→ WRITTEN REQUEST: What is needed is the run of lines from the one with "the rocky shoreline" through the close of the data, set down exactly.

Named-object pointing records

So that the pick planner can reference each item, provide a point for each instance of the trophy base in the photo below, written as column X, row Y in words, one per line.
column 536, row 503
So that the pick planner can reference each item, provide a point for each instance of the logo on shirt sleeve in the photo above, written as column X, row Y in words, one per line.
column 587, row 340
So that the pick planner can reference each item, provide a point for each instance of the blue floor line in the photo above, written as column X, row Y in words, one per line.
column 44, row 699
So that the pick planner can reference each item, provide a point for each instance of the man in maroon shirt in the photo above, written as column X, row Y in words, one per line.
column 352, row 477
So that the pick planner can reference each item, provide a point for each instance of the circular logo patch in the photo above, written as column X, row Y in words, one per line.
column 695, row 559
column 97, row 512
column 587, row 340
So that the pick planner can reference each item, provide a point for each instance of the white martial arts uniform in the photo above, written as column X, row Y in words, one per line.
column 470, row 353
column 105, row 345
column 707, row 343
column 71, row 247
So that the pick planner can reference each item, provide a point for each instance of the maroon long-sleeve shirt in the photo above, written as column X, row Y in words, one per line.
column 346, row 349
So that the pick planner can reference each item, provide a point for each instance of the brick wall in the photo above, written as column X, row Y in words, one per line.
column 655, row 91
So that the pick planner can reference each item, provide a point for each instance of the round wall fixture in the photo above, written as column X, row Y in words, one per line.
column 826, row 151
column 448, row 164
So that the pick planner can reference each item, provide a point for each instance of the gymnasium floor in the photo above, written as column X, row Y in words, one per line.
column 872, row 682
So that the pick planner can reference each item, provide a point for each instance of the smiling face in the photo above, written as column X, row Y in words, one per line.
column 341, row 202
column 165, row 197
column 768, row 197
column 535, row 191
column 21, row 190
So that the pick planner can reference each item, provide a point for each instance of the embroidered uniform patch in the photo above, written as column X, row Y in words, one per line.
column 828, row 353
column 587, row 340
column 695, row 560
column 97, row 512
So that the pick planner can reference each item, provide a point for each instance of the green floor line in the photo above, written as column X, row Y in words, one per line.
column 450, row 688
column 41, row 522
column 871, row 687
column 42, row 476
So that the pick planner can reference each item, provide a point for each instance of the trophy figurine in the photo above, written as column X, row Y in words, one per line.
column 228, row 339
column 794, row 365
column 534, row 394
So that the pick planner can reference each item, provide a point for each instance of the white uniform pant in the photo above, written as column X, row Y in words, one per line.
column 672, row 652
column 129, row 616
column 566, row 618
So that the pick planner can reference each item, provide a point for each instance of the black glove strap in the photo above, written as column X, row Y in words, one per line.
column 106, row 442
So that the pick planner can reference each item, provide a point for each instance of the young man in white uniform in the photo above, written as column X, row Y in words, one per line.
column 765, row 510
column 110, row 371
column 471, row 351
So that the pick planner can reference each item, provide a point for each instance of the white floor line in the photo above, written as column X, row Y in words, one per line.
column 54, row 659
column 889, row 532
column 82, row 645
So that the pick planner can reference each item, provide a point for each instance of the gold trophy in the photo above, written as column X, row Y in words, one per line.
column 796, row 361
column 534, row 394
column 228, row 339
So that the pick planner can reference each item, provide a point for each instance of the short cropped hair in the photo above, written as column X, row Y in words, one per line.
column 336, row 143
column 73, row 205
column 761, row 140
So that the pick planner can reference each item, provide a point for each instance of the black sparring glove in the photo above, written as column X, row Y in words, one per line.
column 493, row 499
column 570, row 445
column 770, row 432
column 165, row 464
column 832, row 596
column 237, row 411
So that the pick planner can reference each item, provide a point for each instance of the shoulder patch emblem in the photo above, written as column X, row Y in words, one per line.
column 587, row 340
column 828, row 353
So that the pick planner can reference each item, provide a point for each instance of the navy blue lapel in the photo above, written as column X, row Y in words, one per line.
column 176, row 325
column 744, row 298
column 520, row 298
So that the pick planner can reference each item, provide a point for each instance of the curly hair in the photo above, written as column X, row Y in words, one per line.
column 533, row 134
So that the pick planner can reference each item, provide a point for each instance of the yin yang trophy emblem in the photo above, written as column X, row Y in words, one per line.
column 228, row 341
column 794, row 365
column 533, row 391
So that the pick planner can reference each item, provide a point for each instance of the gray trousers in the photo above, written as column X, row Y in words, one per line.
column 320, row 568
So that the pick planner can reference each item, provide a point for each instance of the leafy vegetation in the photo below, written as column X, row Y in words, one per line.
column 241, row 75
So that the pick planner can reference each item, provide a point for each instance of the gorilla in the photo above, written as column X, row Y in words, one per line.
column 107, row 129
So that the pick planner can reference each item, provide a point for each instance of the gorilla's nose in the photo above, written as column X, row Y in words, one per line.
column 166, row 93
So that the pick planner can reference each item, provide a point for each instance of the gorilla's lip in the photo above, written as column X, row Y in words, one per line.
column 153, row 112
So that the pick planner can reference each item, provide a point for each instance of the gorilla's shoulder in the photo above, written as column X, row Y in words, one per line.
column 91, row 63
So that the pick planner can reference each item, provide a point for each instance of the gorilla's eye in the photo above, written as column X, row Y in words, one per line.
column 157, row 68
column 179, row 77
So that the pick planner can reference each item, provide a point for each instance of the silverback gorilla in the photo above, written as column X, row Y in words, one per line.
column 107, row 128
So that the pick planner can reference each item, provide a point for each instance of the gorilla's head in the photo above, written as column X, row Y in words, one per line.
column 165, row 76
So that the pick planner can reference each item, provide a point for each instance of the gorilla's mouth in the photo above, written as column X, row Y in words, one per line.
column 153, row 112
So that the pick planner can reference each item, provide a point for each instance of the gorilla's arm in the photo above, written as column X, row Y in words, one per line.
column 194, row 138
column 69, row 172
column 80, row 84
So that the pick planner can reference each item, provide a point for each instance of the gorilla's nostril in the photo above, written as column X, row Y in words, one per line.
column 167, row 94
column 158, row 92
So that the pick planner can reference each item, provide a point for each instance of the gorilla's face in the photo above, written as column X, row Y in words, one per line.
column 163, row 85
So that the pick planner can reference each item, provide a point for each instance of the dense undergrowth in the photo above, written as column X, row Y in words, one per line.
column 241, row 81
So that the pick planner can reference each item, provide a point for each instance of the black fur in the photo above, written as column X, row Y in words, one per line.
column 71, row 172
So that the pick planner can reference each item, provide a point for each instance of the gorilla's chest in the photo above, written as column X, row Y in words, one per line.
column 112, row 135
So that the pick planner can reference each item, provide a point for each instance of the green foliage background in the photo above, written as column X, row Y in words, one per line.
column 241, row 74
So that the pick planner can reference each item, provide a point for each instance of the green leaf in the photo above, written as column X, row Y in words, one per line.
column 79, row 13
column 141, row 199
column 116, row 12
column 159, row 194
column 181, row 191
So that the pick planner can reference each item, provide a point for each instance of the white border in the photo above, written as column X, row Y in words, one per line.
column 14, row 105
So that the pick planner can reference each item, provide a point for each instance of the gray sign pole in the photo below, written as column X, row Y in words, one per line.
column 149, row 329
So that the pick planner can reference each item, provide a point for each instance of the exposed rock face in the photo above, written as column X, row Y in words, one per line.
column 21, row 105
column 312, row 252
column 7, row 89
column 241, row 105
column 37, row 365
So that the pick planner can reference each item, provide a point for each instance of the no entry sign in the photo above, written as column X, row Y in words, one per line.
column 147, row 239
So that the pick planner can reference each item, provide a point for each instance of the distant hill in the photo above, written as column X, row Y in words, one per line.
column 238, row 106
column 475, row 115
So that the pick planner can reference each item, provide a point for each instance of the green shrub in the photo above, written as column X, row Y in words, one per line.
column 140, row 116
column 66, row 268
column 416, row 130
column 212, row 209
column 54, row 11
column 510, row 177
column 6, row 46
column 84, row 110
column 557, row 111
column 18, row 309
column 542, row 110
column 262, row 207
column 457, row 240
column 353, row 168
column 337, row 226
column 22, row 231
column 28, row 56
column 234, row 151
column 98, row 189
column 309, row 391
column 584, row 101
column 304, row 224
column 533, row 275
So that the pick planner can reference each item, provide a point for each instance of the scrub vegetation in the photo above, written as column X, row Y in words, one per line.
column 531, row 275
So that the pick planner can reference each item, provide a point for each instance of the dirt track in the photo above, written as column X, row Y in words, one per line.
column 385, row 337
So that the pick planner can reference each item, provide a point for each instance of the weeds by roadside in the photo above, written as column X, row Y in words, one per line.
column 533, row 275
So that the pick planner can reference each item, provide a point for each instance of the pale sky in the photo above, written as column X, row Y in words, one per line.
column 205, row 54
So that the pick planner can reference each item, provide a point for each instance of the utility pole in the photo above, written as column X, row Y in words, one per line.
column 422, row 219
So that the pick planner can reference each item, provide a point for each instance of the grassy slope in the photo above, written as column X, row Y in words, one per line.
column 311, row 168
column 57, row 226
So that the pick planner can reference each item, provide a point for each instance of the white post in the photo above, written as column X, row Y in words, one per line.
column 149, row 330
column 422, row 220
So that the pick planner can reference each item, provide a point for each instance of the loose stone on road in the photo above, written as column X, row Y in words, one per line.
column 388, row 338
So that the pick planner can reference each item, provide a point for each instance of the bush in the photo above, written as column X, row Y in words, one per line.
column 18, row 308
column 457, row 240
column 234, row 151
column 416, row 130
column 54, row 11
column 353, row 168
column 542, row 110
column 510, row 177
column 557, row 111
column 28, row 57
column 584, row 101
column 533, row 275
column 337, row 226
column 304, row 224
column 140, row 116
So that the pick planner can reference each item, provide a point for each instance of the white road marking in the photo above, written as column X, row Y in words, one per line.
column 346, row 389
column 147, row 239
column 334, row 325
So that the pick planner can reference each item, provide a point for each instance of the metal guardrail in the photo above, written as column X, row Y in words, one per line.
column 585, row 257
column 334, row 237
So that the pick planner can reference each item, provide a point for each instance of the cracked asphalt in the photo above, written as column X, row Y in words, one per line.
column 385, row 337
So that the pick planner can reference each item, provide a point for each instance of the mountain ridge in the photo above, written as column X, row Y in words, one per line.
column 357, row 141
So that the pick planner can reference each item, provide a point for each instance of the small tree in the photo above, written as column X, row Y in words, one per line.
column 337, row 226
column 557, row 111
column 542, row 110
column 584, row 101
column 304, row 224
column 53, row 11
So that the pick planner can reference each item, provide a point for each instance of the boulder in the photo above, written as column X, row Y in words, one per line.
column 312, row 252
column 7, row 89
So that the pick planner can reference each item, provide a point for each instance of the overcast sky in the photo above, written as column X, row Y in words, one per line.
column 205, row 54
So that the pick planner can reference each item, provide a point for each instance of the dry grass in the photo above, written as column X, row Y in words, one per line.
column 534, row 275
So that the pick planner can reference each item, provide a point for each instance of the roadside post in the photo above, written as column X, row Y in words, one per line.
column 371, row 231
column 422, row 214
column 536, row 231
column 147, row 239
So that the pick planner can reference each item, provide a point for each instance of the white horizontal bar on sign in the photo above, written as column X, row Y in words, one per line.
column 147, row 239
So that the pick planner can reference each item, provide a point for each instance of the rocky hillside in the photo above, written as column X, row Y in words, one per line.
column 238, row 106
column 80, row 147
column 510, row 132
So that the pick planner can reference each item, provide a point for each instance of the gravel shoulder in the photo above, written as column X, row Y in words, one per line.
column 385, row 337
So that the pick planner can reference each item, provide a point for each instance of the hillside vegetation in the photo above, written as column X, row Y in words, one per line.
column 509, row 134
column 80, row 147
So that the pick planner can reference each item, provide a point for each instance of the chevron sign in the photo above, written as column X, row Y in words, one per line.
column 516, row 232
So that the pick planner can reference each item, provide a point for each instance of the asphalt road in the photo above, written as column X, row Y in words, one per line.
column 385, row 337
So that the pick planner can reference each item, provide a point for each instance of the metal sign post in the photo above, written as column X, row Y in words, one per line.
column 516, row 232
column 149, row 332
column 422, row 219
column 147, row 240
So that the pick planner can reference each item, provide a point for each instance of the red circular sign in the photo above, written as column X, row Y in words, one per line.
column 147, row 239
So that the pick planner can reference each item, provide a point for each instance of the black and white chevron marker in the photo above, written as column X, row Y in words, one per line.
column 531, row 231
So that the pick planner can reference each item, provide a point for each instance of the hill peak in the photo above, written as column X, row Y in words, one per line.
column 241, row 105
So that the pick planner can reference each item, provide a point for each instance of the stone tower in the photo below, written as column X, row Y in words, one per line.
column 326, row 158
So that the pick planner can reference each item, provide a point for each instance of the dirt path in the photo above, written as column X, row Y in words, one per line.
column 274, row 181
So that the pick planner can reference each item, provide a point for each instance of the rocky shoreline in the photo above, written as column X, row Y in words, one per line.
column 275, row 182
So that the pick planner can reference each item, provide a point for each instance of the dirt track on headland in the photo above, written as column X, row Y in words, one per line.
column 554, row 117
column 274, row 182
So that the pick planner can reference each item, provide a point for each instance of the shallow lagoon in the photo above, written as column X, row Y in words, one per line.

→ WRITTEN ANSWER:
So that the pick planner can reference each item, provide a point for each instance of the rocky shoreline in the photo above, written as column X, row Y in words, one per line.
column 275, row 182
So that the pick planner can reference each item, provide a point for each instance of the dirt track on headland in the photo above, written as column X, row Y in words, one per line.
column 554, row 117
column 274, row 182
So that the pick planner can reference each item, provide a point for each instance of the shallow lagoon in the photo above, written as column X, row Y in words, one per line.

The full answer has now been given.